» **Exercise directions**
Identify all lines in the data containing the string "below". Copy them out.

» **Information given**
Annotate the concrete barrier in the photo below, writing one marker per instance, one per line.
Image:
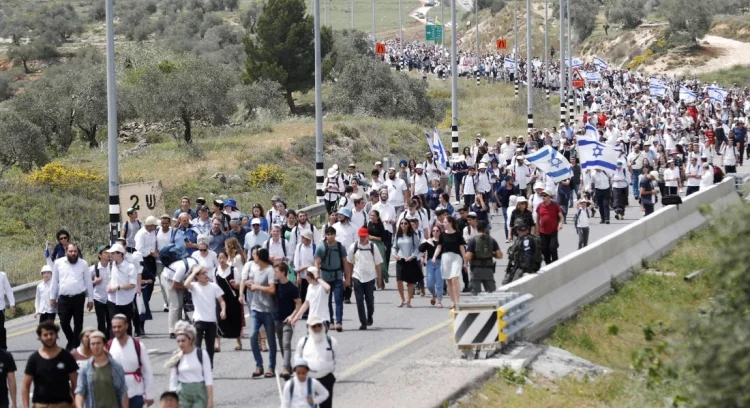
(583, 276)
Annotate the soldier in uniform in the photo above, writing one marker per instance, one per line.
(520, 254)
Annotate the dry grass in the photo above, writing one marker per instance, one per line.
(647, 300)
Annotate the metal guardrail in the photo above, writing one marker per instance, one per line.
(484, 324)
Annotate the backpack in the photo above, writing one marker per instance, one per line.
(309, 388)
(483, 254)
(137, 352)
(171, 254)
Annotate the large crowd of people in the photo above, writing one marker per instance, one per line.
(224, 270)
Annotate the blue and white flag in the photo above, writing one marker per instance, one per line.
(593, 76)
(595, 155)
(47, 254)
(436, 147)
(657, 91)
(687, 95)
(551, 163)
(591, 134)
(600, 64)
(717, 94)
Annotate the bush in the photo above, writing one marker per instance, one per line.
(265, 175)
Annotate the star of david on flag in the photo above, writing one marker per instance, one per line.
(552, 163)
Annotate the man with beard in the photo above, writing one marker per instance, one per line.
(53, 370)
(71, 285)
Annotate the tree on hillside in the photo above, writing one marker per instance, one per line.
(282, 51)
(629, 13)
(23, 143)
(187, 89)
(688, 20)
(718, 350)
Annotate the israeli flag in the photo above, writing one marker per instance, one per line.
(510, 64)
(657, 91)
(600, 64)
(596, 155)
(717, 94)
(687, 95)
(551, 163)
(591, 134)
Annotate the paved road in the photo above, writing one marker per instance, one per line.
(405, 346)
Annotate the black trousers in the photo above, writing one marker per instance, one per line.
(328, 381)
(549, 247)
(43, 317)
(126, 310)
(207, 330)
(71, 308)
(103, 318)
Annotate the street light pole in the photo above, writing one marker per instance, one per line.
(112, 158)
(454, 83)
(529, 70)
(546, 51)
(563, 110)
(319, 170)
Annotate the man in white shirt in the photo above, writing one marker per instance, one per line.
(319, 350)
(398, 193)
(71, 286)
(620, 183)
(5, 291)
(365, 258)
(693, 173)
(602, 184)
(100, 275)
(419, 181)
(132, 355)
(121, 290)
(42, 308)
(276, 245)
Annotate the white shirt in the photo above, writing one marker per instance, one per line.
(204, 300)
(317, 298)
(210, 262)
(420, 183)
(163, 238)
(345, 234)
(145, 242)
(367, 257)
(318, 355)
(694, 170)
(71, 279)
(387, 213)
(299, 399)
(304, 256)
(671, 176)
(120, 275)
(189, 370)
(41, 302)
(128, 359)
(396, 188)
(100, 290)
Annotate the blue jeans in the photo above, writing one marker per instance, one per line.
(434, 279)
(264, 319)
(136, 402)
(634, 182)
(336, 294)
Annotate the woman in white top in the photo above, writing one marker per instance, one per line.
(206, 257)
(190, 374)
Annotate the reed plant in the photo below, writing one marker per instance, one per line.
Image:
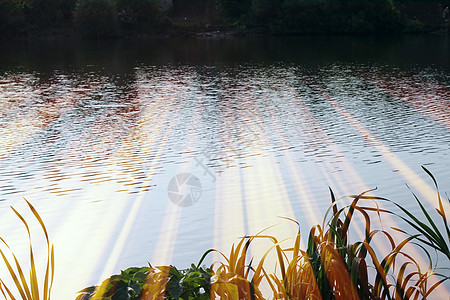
(28, 289)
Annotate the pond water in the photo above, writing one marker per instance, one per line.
(155, 151)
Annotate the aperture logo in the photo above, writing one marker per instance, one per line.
(184, 189)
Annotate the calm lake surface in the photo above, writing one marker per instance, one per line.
(155, 151)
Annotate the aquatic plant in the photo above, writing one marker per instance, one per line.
(332, 266)
(28, 289)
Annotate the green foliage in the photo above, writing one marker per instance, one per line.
(12, 17)
(332, 267)
(134, 283)
(46, 13)
(96, 18)
(138, 15)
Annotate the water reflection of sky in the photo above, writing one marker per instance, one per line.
(93, 137)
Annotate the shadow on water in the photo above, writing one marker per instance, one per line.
(121, 56)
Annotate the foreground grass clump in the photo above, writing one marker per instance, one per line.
(331, 267)
(28, 289)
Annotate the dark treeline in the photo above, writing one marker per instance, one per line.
(111, 18)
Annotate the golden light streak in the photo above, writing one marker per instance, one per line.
(115, 207)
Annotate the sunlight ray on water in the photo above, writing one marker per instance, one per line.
(264, 139)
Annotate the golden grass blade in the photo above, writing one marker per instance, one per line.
(46, 278)
(25, 288)
(33, 276)
(53, 271)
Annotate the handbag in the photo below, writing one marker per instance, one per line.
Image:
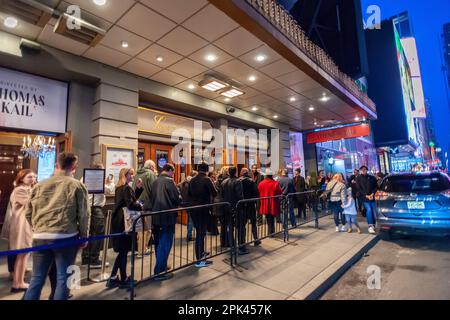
(326, 195)
(129, 216)
(217, 211)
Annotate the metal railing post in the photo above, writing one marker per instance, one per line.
(103, 275)
(133, 256)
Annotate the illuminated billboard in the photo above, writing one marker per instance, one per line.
(409, 45)
(407, 88)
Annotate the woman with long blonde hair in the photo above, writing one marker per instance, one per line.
(124, 198)
(16, 228)
(337, 191)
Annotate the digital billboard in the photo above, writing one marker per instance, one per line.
(409, 45)
(407, 88)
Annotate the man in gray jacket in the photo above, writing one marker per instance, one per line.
(59, 215)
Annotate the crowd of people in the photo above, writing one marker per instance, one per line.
(56, 213)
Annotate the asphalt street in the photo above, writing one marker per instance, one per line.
(410, 268)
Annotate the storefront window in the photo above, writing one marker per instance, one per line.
(345, 155)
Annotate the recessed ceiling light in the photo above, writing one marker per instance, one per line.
(232, 92)
(260, 58)
(211, 57)
(100, 2)
(212, 84)
(10, 22)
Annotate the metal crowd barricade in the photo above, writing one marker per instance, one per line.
(103, 276)
(244, 214)
(181, 250)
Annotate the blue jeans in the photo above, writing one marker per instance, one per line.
(338, 212)
(43, 260)
(370, 212)
(190, 226)
(164, 241)
(292, 214)
(352, 220)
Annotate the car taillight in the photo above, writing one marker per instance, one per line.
(446, 193)
(381, 195)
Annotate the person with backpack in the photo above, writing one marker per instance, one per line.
(336, 194)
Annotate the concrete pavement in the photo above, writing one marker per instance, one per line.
(411, 268)
(299, 269)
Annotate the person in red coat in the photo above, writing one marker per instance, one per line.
(269, 207)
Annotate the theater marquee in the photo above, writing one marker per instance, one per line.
(29, 102)
(361, 130)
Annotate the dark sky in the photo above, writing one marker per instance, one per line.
(427, 18)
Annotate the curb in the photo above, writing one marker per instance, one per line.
(328, 277)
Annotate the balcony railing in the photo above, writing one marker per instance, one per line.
(285, 23)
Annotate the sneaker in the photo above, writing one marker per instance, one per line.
(127, 283)
(201, 264)
(163, 277)
(112, 283)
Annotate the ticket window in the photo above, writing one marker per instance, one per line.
(161, 154)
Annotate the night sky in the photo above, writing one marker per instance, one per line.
(427, 19)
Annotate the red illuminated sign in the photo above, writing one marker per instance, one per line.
(337, 134)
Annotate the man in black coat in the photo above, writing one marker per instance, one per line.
(231, 192)
(248, 212)
(300, 186)
(287, 185)
(201, 192)
(165, 196)
(367, 187)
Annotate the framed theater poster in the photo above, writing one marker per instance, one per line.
(117, 157)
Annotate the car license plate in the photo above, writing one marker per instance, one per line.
(417, 205)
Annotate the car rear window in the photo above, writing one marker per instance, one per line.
(416, 183)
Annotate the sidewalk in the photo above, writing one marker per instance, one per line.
(299, 269)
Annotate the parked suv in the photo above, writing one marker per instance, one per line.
(414, 203)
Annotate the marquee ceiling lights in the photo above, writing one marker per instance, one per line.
(215, 85)
(10, 22)
(30, 11)
(232, 92)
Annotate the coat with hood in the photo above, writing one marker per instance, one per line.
(268, 188)
(147, 177)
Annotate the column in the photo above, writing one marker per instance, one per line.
(114, 118)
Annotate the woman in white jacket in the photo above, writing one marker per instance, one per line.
(350, 212)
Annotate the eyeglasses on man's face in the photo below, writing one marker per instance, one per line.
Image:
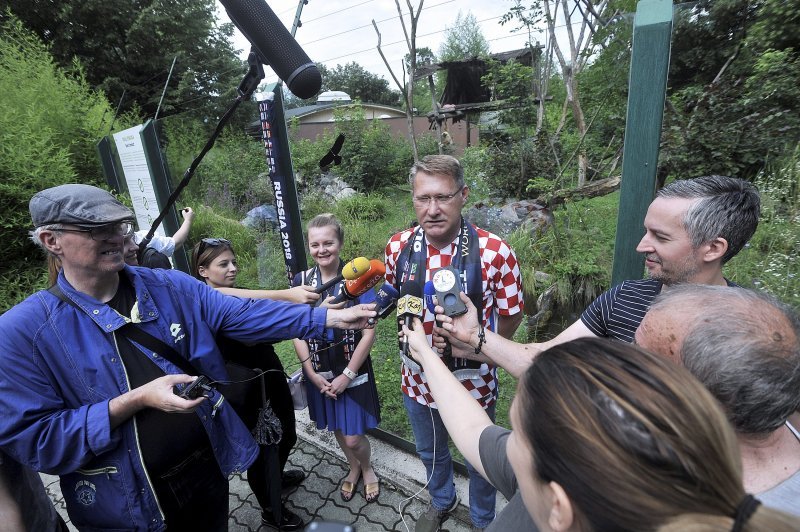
(440, 199)
(105, 232)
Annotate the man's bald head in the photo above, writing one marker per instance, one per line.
(743, 345)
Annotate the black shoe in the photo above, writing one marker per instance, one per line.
(289, 520)
(291, 478)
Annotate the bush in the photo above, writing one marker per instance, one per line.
(41, 145)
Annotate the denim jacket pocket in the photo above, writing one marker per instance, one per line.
(98, 497)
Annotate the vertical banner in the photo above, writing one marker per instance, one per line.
(133, 161)
(279, 166)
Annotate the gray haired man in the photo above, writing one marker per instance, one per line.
(744, 346)
(692, 229)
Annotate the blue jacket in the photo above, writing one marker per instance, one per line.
(59, 368)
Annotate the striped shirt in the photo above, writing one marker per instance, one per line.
(618, 312)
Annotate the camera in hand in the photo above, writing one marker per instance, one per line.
(448, 286)
(200, 387)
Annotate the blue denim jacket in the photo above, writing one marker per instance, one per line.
(59, 368)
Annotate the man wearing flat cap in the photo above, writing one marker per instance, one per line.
(85, 398)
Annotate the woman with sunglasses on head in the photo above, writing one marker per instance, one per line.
(605, 436)
(214, 262)
(342, 396)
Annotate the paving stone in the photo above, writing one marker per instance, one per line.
(317, 498)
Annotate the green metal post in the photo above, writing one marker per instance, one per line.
(647, 87)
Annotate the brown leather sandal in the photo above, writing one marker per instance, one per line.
(372, 491)
(348, 489)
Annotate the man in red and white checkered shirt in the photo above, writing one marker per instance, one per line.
(490, 269)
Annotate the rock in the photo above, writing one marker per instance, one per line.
(344, 193)
(505, 219)
(261, 218)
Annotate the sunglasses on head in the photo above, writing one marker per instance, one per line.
(214, 242)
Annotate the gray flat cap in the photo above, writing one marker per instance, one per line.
(78, 205)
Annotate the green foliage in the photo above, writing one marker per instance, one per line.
(128, 47)
(41, 144)
(359, 84)
(513, 165)
(463, 40)
(578, 251)
(733, 105)
(372, 157)
(361, 214)
(769, 262)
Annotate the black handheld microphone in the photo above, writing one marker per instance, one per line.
(386, 300)
(352, 270)
(447, 286)
(275, 45)
(409, 306)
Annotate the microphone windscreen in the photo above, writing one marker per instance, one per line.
(356, 268)
(429, 291)
(275, 45)
(385, 300)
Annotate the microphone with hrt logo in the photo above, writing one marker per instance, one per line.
(409, 306)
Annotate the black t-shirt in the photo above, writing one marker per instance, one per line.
(165, 439)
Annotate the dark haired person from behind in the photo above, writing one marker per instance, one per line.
(214, 263)
(606, 436)
(82, 396)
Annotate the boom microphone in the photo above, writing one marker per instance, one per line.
(275, 45)
(409, 306)
(352, 270)
(430, 291)
(366, 281)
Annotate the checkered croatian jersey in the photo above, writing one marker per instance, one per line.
(502, 295)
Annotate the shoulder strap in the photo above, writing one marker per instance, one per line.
(132, 332)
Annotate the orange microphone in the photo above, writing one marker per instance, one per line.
(352, 270)
(354, 288)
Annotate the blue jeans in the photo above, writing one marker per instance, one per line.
(441, 487)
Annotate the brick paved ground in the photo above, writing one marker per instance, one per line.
(317, 498)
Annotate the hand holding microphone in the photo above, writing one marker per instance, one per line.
(409, 306)
(352, 270)
(366, 281)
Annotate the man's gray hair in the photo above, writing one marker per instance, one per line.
(438, 165)
(34, 235)
(729, 208)
(744, 346)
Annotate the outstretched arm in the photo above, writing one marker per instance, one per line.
(298, 294)
(182, 233)
(461, 413)
(509, 355)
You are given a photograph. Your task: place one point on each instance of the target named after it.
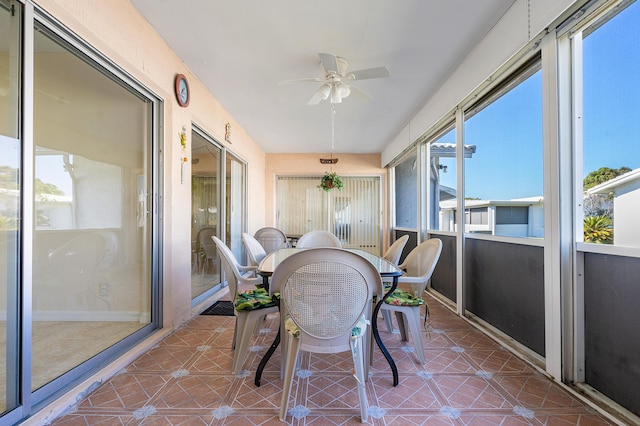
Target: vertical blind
(352, 213)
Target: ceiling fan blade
(320, 95)
(379, 72)
(359, 93)
(329, 62)
(300, 80)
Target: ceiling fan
(335, 87)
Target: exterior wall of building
(626, 203)
(117, 30)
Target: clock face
(182, 90)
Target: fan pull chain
(333, 119)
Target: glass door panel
(92, 237)
(205, 214)
(235, 196)
(10, 171)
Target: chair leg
(402, 326)
(293, 347)
(386, 315)
(360, 375)
(244, 332)
(413, 319)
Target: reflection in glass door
(10, 171)
(235, 204)
(92, 257)
(205, 215)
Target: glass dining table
(385, 268)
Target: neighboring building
(626, 201)
(523, 217)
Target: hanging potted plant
(330, 181)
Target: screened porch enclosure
(352, 213)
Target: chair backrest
(271, 239)
(421, 262)
(229, 265)
(394, 252)
(325, 291)
(255, 250)
(206, 243)
(318, 238)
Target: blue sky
(508, 135)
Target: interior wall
(523, 23)
(309, 165)
(116, 30)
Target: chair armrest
(410, 280)
(251, 268)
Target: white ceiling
(242, 49)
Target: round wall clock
(182, 90)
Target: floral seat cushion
(255, 299)
(403, 298)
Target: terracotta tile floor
(468, 380)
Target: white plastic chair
(393, 254)
(419, 265)
(255, 251)
(318, 238)
(326, 298)
(271, 239)
(246, 320)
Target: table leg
(376, 335)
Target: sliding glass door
(10, 201)
(92, 210)
(205, 213)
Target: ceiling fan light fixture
(325, 91)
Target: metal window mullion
(28, 208)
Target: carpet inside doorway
(221, 307)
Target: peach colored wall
(116, 29)
(309, 165)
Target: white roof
(616, 182)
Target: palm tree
(598, 229)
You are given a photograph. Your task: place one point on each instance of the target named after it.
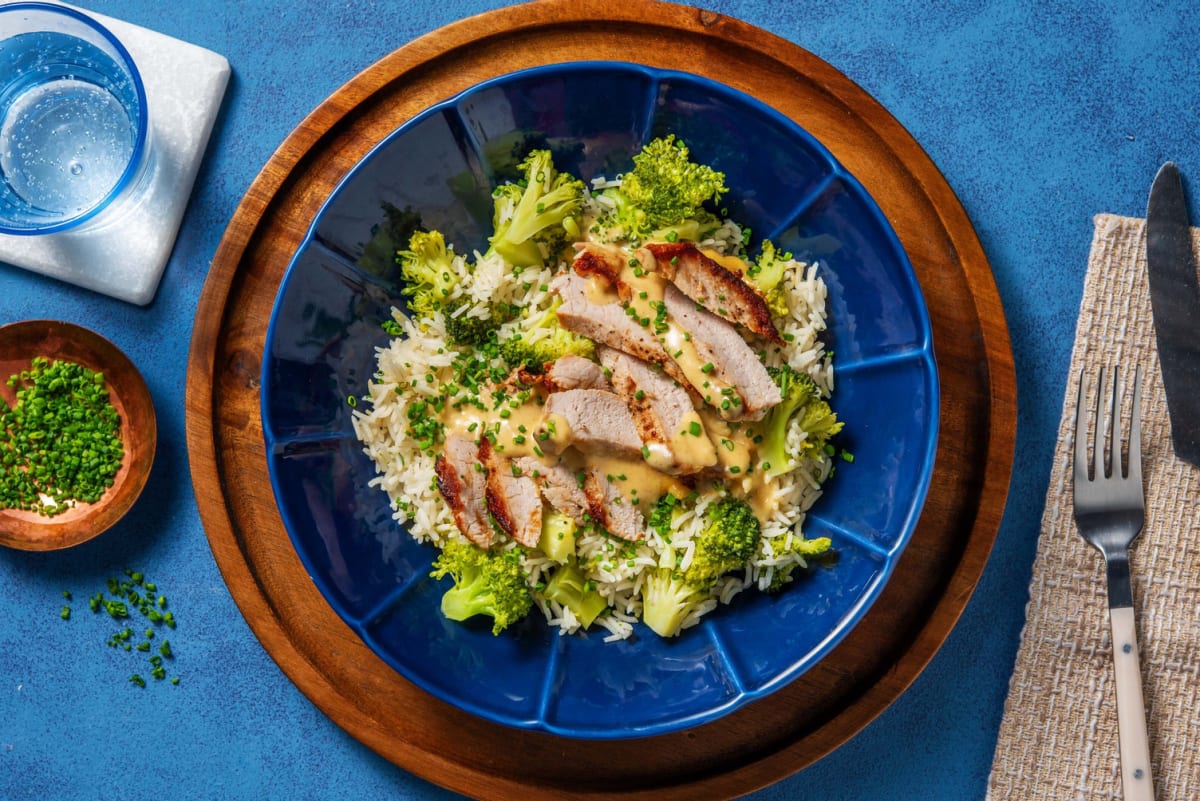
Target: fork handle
(1135, 778)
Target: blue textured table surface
(1038, 119)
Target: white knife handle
(1135, 778)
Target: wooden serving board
(749, 748)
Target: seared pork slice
(576, 373)
(733, 362)
(463, 485)
(559, 487)
(607, 323)
(664, 414)
(712, 285)
(595, 421)
(513, 498)
(609, 507)
(591, 260)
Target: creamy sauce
(731, 263)
(515, 432)
(636, 479)
(690, 445)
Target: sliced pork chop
(597, 421)
(559, 487)
(513, 498)
(576, 373)
(712, 285)
(607, 323)
(609, 507)
(663, 413)
(735, 362)
(463, 486)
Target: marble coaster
(124, 251)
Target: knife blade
(1175, 299)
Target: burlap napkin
(1059, 735)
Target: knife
(1175, 299)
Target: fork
(1110, 511)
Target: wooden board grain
(749, 748)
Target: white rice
(618, 568)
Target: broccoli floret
(661, 516)
(537, 220)
(669, 597)
(485, 583)
(520, 351)
(801, 397)
(799, 549)
(557, 540)
(431, 270)
(729, 540)
(569, 588)
(474, 331)
(665, 192)
(767, 275)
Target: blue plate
(342, 283)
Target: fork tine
(1135, 428)
(1115, 425)
(1081, 432)
(1098, 431)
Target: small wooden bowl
(19, 343)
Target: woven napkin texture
(1059, 734)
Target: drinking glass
(73, 124)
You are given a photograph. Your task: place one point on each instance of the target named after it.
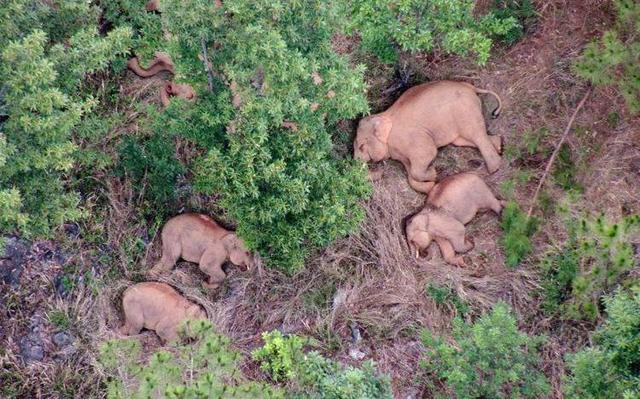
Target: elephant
(451, 204)
(161, 62)
(198, 238)
(157, 307)
(424, 118)
(174, 89)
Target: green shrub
(609, 369)
(490, 359)
(279, 354)
(204, 368)
(523, 11)
(310, 375)
(594, 260)
(40, 81)
(614, 59)
(517, 232)
(415, 25)
(281, 185)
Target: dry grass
(369, 278)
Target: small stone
(62, 339)
(31, 351)
(356, 354)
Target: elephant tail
(496, 112)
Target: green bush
(42, 105)
(204, 368)
(517, 232)
(490, 359)
(414, 25)
(523, 11)
(310, 375)
(595, 259)
(610, 368)
(614, 59)
(282, 186)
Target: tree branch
(205, 60)
(555, 152)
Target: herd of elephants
(424, 118)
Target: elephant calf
(424, 118)
(157, 307)
(198, 238)
(451, 204)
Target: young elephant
(161, 62)
(198, 238)
(158, 307)
(424, 118)
(179, 90)
(451, 204)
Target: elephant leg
(496, 141)
(489, 153)
(170, 254)
(448, 253)
(211, 263)
(421, 186)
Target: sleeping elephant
(161, 62)
(424, 118)
(198, 238)
(451, 204)
(171, 89)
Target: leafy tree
(416, 25)
(272, 167)
(42, 107)
(491, 359)
(609, 369)
(203, 368)
(311, 375)
(614, 59)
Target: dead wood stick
(555, 152)
(207, 68)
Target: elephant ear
(381, 127)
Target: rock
(356, 354)
(62, 339)
(12, 261)
(31, 349)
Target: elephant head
(237, 252)
(372, 138)
(418, 235)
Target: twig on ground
(207, 67)
(555, 152)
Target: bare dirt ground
(367, 282)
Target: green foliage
(523, 11)
(594, 260)
(443, 295)
(415, 25)
(282, 186)
(311, 375)
(279, 354)
(42, 104)
(609, 369)
(491, 359)
(615, 58)
(204, 368)
(517, 232)
(564, 170)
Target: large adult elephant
(424, 118)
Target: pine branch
(555, 152)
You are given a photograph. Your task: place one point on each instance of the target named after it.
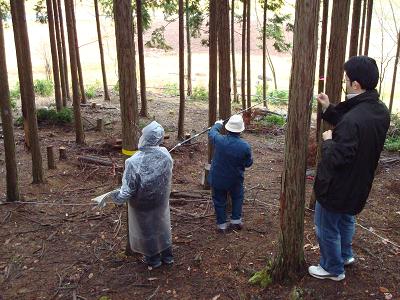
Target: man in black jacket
(350, 154)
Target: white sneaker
(320, 273)
(349, 261)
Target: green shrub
(43, 87)
(91, 91)
(51, 116)
(274, 120)
(171, 89)
(278, 97)
(200, 93)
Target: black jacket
(347, 168)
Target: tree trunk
(78, 58)
(79, 133)
(289, 261)
(248, 54)
(103, 66)
(396, 62)
(20, 64)
(213, 68)
(265, 54)
(143, 98)
(189, 51)
(64, 49)
(368, 26)
(355, 27)
(360, 44)
(54, 56)
(234, 79)
(321, 84)
(337, 49)
(18, 11)
(12, 193)
(127, 76)
(224, 60)
(181, 120)
(60, 53)
(243, 79)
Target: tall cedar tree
(64, 49)
(234, 79)
(127, 81)
(289, 261)
(78, 57)
(243, 75)
(213, 68)
(26, 82)
(60, 53)
(79, 133)
(224, 60)
(321, 83)
(143, 97)
(265, 53)
(355, 28)
(248, 38)
(7, 125)
(181, 120)
(396, 63)
(189, 50)
(54, 55)
(100, 40)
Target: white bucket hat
(235, 124)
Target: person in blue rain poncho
(146, 186)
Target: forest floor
(62, 248)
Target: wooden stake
(63, 153)
(50, 158)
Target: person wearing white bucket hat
(231, 156)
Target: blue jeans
(219, 197)
(335, 234)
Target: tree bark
(213, 68)
(54, 56)
(64, 49)
(243, 79)
(143, 97)
(78, 58)
(79, 133)
(189, 51)
(289, 261)
(321, 84)
(59, 52)
(12, 192)
(396, 63)
(181, 72)
(368, 26)
(224, 60)
(360, 44)
(248, 37)
(355, 28)
(265, 54)
(127, 76)
(18, 11)
(234, 79)
(20, 64)
(337, 49)
(103, 66)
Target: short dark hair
(364, 70)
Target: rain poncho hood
(146, 186)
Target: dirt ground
(61, 248)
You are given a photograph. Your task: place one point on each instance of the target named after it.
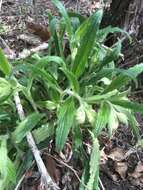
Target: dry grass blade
(45, 177)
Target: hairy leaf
(66, 115)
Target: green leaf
(125, 77)
(94, 165)
(4, 64)
(5, 90)
(76, 15)
(11, 171)
(47, 104)
(87, 43)
(66, 116)
(3, 158)
(64, 13)
(136, 107)
(44, 61)
(100, 97)
(112, 121)
(72, 79)
(134, 125)
(26, 126)
(112, 55)
(102, 119)
(44, 75)
(43, 132)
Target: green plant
(75, 89)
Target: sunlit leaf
(4, 64)
(66, 115)
(87, 43)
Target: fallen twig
(26, 53)
(46, 180)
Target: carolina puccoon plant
(74, 89)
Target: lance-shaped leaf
(66, 116)
(102, 119)
(86, 43)
(136, 107)
(4, 64)
(26, 126)
(111, 56)
(64, 13)
(125, 77)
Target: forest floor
(121, 161)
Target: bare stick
(19, 183)
(46, 180)
(0, 4)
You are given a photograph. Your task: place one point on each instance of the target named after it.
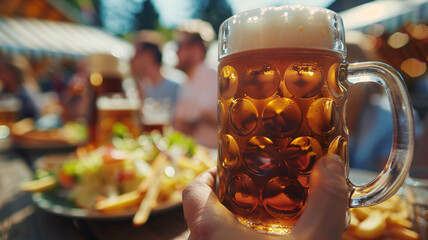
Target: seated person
(146, 70)
(196, 112)
(11, 79)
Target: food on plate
(388, 220)
(128, 174)
(27, 132)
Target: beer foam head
(282, 27)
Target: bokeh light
(398, 40)
(413, 67)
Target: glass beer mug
(282, 98)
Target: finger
(197, 193)
(327, 202)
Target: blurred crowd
(148, 95)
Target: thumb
(327, 202)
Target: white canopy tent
(41, 38)
(392, 14)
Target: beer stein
(282, 96)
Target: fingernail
(333, 163)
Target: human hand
(323, 217)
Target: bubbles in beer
(302, 153)
(225, 37)
(243, 116)
(261, 82)
(229, 151)
(261, 155)
(303, 180)
(283, 197)
(282, 115)
(244, 193)
(303, 79)
(228, 82)
(220, 119)
(334, 72)
(221, 185)
(339, 146)
(322, 116)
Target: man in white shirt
(196, 110)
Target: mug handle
(396, 169)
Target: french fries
(39, 185)
(388, 220)
(123, 201)
(143, 212)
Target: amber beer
(282, 95)
(280, 110)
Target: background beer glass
(282, 98)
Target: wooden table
(21, 219)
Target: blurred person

» **Response box**
Annotate the concrete barrier in the photo below, writing one marker per instance, one per line.
Annotate the reed plant in the photo below, writing one marker per instance, one per line.
Annotate the handbag in the photo below, writing one marker per instance, one per line.
Annotate the eyeglasses on man's face in the photo below, writing one marker per instance, one per line.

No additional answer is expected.